→ Text segment:
Often, when a sexist incident happens, we are so busy being gobsmacked that we can't react quickly. Sometimes days can go by before we figure out what to do.
This web page is for male allies who would like to know how to respond when they encounter a sexist incident. This page is not for discussion of what women can do to respond to a sexist incident.
Notes during the session: http://pad.cc.com.au/allies-training
The first rule of thumb is: Pick your battles. If you don't respond to every sexist comment you hear, that doesn't make you evil, just human. The second rule is: Don't battle. State your opinion once, correct any factual errors or true misunderstandings, and then change the subject or leave the conversation. Next, practice your responses. Role-playing according to the scripts below is one way to practice. Another is to read stories about previous incidents. Pick a few catch phrases you like and practice saying them until they come automatically. Some options:
- "That's pretty rude."
- "Please don't say those things around me."
- "I'm offended by that."
- (Your phrase here)
If you have power - such as being list moderator, project leader, conference organizer, LUG president, IRC ops, or funding coordinator - don't be afraid to use it to fight sexism. Many of us are used to having little or no influence and don't immediately think of using it. If you don't have any particular power in a situation, express your opinion to someone who does. In some case, just making a public report is the best thing you can do. And remember, you always have the power of being male. Automatically, your protest is several times more effective than that coming from any woman.
Role playing examples
Take each of these examples and get volunteers to play the roles. Each scenario includes the roles to be played and the set-up script. Some example responses are listed afterwards. Replay the scenario a few times with different responses. (Responses marked "Funny" are included for comic relief only, not recommended as actual real-world responses.)
Note: All of these scenarios are taken directly from real-world examples, frequently word-for-word.
Scenario: A woman walks up to your group at a conference
Roles: 3+ men in a circle chatting, woman standing to the side
Set-up: The woman walks up to the group of men and waits, smiling.
- Bad: "How do you like the partners' programme?"
- Bad: Uncomfortable silence
- Bad: Sneer, look down your nose, and turn away
- Bad: Panic
- Bad: Close the circle to prevent her joining the conversation.
- Good: Smile and say, "Hello, I'm $NAME."
- Good: "How are you enjoying the conference?"
- Good: "Hey - cool T-shirt"
- Good: "Hi - where are you from?"
- Good: "
- Funny: ???
Better response: Hi, my name's ... how are you enjoying the conference?
Scenario: Booth babes are necessary to business
Roles: 1 booth babe proponent, 1+ male allies
Set-up: Booth babe proponent says, "I have to hire booth babes. Men like it and I'll go out of business if I don't."
- Bad: Silence
- Bad: "Actually, I don't mind but other people might."
- Good: "Hiring booth babes make me LESS likely to give you my business."
- Funny: "You are all the booth babe I need!"

→ Information given:
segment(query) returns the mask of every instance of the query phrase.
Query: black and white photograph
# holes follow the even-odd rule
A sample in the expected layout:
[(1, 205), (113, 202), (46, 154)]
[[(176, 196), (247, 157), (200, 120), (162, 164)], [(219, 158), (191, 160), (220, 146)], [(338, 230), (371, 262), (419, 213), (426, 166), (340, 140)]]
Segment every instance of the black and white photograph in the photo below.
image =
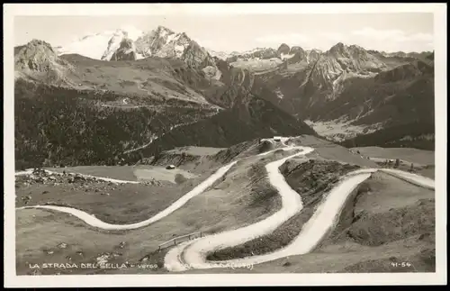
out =
[(446, 284), (446, 15), (4, 5), (5, 281)]

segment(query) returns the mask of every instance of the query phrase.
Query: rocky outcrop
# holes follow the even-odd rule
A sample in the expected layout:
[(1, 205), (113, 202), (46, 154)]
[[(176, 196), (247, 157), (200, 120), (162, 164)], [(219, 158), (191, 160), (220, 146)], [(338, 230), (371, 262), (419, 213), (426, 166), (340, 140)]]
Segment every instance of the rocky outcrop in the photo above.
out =
[(280, 54), (280, 55), (281, 55), (282, 53), (283, 53), (283, 54), (288, 54), (288, 53), (290, 52), (290, 50), (291, 50), (291, 49), (289, 48), (289, 46), (288, 46), (287, 44), (285, 44), (285, 43), (282, 43), (282, 44), (280, 45), (280, 47), (278, 48), (277, 52), (278, 52), (278, 54)]
[(135, 41), (136, 52), (141, 58), (159, 57), (179, 59), (190, 67), (215, 67), (213, 58), (186, 33), (176, 33), (158, 26)]
[(119, 49), (112, 54), (110, 60), (136, 60), (136, 49), (133, 41), (123, 39)]
[(32, 40), (15, 54), (14, 68), (16, 77), (63, 84), (71, 67), (57, 56), (50, 43)]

→ What to do:
• 1. Reproduce the portion of the page on responding to sexist incidents from "- Good: Smile" to "name's ... how are you enjoying the conference?".
• 2. List every example of a position of power that the page on responding to sexist incidents names.

→ Answers for this exercise:
• 1.
- Good: Smile and say, "Hello, I'm $NAME."
- Good: "How are you enjoying the conference?"
- Good: "Hey - cool T-shirt"
- Good: "Hi - where are you from?"
- Good: "
- Funny: ???
Better response: Hi, my name's ... how are you enjoying the conference?

• 2.
- List moderator
- Project leader
- Conference organizer
- LUG president
- IRC ops
- Funding coordinator